→ **Direction**
Could you reproduce, word for word, the passage of the speaker upgrade thread starting at "## grizzlyj (Oct" and ending at "with no hesitation."?

=== Document excerpt ===

# Speaker Upgrade



## teemyob (Nov 22, 2005)

Hello,

Our speakers factory fitted by Frankia, face the windscreen away from the front passengers, resulting in poor sound.

Was looking to upgrade to some surface mount ones. I have seen some cool pop out ones and pod ones on American RV's with Sound Systems. But cannot find any.

Was thinking of these

Pioneer 3 way

Or these more reasonably priced Pioneer

Does anyone have an RV with those white speakers?

or

Any Recommendations Please>?

TM


----------



## grizzlyj (Oct 14, 2008)

Hi

I think I had an older pair similar to the more expensive you link to, and they were really, really good. I recently needed some surface mount speakers and if I had found those I'd have bought them with no hesitation.

On the one proviso that they are an enclosed speaker box as mine were.

The cheaper ones are, I think, a speaker in a raised little box that is not sealed, no base at all to it. So will, in my opinion despite being Pioneer, be rubbish.

Perhaps ask if the pricey ones are full enclosed?

The only ones I could find at the time were these which aren't bad.

http://cgi.ebay.co.uk/RMS-630-RMS63...cles_Terminals_Cabling_ET&hash=item5adbc0e983

Whichever you go for they will need to be securely fixed, which may just be one central bolt on the speaker base for this type?

Could you not make a little frame to elevate and tilt the ones you have towards you more? That would in essence be what the cheaper Pioneers would be.

That location would also be a little obvious for a big box saying Pioneer on it?! Mine may be cheap, and are somewhere less obvious, but I've painted them with hammerite so they blend in even more 

Jason


----------



## teemyob (Nov 22, 2005)

*Frankia Speakers*

Thanks Jason,

I like the look of the enlclosed ones. The Cheaper Pioneer do you look, very cheap.

I think I made a boo boo trying to copy this post to Frankia Motorhomes, then delete this.

Mod Note. You did drop a clanger - well, five actually!  Re-posted five times somehow. Got any more of what you are sipping? :lol: :lol: 

So if a mod could please move this to Frankia section for me please?

Mod Note. No probs. Moved as requested. 

TM


----------



## teemyob (Nov 22, 2005)

Like this in Black!


----------



## Spacerunner (Mar 18, 2006)

If your radio has four speaker output why not connect up a pair of rear speakers in the habitation area.
Then you can adjust the sound envelope (oooh technical!) between front and rear speakers by using the 'fade' control.


----------



## erneboy (Feb 8, 2007)

Trev, I would be concerned that the speakers in your link might not be an improvement on what you have. They are very small but maybe they have some advanced technology in them?

Mine were poor too. I replaced them with the best Pioneer of the same size that I could get. They are 5 inches. I bought them in a sale at Halfords a couple of years ago. I assume you have two in the back and two on the dash? My sound is OK up to reasonable volumes. I play Rock Music and they stand it well enough. Not Bose quality but mostly I can't use a lot of volume anyway due to not wanting to annoy other people, Alan.

=== Information shown ===

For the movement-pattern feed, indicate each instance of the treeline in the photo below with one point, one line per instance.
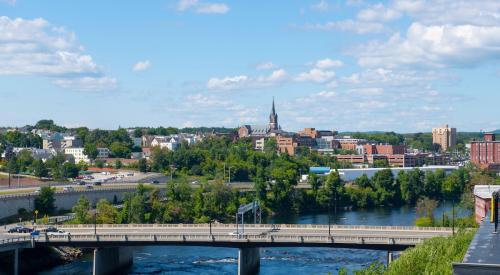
(181, 203)
(56, 167)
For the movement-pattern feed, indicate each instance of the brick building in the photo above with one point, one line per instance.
(444, 136)
(486, 154)
(372, 149)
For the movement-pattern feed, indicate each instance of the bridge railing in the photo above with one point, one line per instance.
(176, 238)
(267, 226)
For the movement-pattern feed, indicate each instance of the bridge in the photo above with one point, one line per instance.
(112, 243)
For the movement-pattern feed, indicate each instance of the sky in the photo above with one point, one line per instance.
(354, 65)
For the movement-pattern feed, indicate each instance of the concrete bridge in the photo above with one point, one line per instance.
(112, 243)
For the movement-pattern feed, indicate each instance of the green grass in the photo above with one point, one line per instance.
(434, 256)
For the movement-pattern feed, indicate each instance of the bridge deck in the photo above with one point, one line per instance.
(364, 237)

===

→ **Solved problem**
## grizzlyj (Oct 14, 2008)

Hi

I think I had an older pair similar to the more expensive you link to, and they were really, really good. I recently needed some surface mount speakers and if I had found those I'd have bought them with no hesitation.